> [YOUR INSTRUCTIONS]:
Among the records below, find the lines that contain "glove" and copy each of them.

----------------------------------------

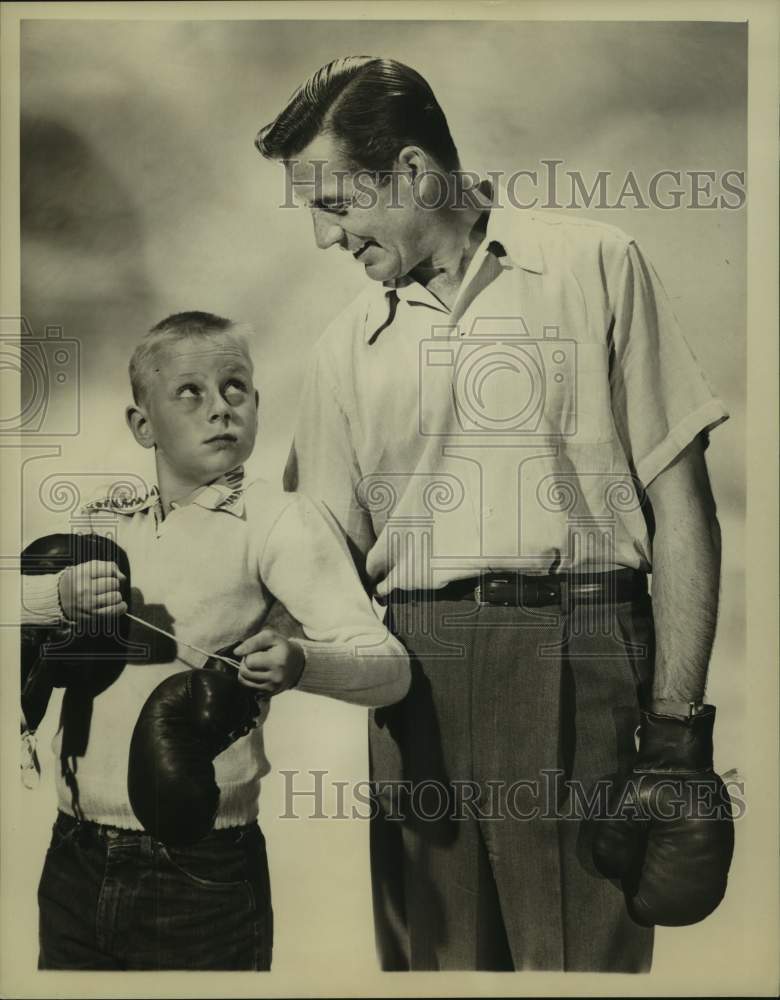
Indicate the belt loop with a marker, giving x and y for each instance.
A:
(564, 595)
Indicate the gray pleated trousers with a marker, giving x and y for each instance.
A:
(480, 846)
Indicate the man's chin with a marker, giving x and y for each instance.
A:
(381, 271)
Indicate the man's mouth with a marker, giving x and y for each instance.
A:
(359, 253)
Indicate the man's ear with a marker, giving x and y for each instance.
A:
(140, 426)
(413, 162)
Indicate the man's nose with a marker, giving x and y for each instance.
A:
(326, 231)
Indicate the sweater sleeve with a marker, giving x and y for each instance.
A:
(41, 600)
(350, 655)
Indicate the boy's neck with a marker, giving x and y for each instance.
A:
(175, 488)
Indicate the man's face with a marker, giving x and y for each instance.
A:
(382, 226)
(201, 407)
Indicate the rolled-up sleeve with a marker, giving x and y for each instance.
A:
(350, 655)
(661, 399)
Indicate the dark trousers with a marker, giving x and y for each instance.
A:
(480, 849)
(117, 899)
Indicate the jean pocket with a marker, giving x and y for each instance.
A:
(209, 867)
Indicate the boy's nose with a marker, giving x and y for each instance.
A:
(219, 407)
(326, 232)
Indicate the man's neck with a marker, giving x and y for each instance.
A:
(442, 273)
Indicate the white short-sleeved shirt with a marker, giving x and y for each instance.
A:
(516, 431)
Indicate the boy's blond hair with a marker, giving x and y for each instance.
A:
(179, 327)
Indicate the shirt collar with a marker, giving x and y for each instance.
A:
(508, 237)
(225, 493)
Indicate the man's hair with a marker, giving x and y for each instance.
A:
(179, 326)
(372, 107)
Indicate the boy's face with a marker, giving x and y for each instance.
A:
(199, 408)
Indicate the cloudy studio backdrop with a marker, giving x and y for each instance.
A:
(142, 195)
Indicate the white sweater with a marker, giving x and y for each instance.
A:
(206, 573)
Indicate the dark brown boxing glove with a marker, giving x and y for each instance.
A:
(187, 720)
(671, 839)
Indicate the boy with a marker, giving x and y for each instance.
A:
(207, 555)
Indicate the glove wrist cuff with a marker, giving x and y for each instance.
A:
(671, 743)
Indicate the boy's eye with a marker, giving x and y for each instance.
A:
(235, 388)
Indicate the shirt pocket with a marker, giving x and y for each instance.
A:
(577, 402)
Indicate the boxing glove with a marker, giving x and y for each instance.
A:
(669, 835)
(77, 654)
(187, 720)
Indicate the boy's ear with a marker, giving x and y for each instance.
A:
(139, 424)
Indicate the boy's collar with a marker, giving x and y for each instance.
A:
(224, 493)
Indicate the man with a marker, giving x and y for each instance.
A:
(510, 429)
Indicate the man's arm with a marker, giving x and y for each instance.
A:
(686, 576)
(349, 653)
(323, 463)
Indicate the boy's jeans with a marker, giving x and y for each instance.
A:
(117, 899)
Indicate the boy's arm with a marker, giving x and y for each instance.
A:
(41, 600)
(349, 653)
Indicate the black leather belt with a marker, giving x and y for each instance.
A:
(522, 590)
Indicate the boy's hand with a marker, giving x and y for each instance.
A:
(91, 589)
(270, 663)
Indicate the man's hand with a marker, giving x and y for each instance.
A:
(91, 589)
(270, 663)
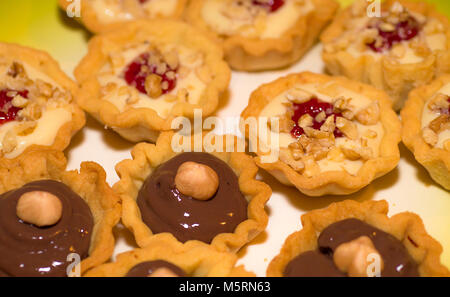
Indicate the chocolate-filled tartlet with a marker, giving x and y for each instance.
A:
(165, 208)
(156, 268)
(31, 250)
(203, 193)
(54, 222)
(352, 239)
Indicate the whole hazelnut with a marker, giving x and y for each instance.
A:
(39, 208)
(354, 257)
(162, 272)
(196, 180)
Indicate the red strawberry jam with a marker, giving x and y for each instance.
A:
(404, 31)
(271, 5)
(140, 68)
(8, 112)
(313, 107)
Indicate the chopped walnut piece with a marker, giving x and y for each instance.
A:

----------------------------------------

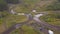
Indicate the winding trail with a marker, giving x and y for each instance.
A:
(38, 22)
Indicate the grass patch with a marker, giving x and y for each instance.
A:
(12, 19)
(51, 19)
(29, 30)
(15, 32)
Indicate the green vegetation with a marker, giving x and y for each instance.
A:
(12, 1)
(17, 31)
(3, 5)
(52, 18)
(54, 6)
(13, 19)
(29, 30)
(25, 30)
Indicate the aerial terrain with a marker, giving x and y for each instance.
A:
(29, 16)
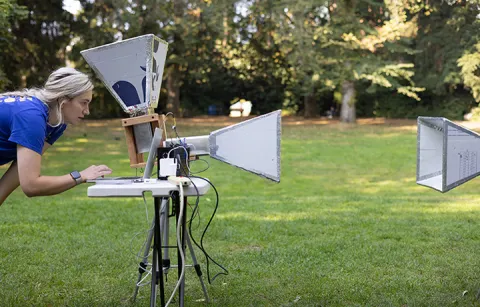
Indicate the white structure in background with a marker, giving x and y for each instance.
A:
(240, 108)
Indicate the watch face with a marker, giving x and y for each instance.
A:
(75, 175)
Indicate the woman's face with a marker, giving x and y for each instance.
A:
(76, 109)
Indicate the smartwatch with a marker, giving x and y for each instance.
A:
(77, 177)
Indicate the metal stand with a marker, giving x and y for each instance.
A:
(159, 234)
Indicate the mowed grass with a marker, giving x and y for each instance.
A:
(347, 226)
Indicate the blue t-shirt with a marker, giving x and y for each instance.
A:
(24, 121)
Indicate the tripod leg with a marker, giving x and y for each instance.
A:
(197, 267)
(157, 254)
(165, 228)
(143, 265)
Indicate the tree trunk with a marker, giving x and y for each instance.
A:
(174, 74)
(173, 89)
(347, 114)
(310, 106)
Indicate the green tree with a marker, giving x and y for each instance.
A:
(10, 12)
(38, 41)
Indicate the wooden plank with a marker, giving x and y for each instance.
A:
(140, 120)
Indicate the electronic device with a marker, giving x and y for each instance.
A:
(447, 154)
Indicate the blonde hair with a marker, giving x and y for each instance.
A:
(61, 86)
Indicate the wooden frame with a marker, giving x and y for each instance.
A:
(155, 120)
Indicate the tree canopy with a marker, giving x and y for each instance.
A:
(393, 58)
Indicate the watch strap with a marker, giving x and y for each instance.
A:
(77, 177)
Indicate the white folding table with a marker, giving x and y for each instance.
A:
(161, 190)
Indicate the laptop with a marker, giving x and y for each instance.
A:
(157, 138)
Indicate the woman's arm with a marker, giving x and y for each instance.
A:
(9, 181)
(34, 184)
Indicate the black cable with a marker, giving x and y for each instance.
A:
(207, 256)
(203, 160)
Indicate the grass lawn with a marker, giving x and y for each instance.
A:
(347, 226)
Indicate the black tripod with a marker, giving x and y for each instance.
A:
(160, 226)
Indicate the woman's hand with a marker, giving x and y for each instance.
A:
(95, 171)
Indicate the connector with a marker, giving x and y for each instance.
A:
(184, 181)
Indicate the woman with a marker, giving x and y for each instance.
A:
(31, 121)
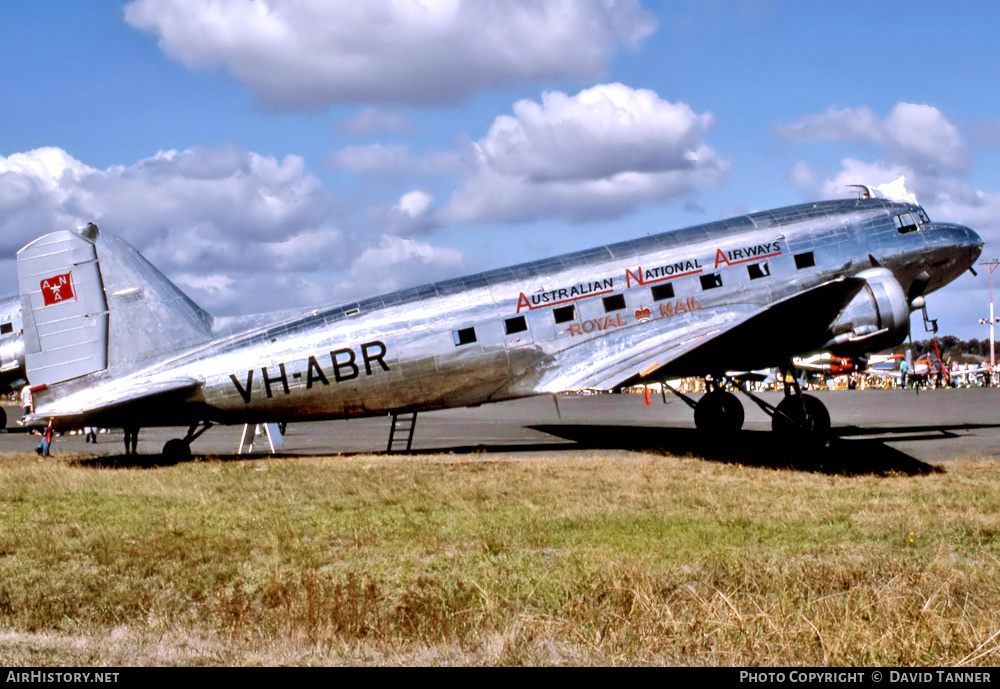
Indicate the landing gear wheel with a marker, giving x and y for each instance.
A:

----------------------------------------

> [ANSWER FOR THE TASK]:
Indicate the dark brown boxing glove with a marker, giving x and y for each instance.
Indicate the glove wrist cuff with a marker, giving x and y for each instance.
Indicate the boxing glove with a marker, giving x and y for each instance.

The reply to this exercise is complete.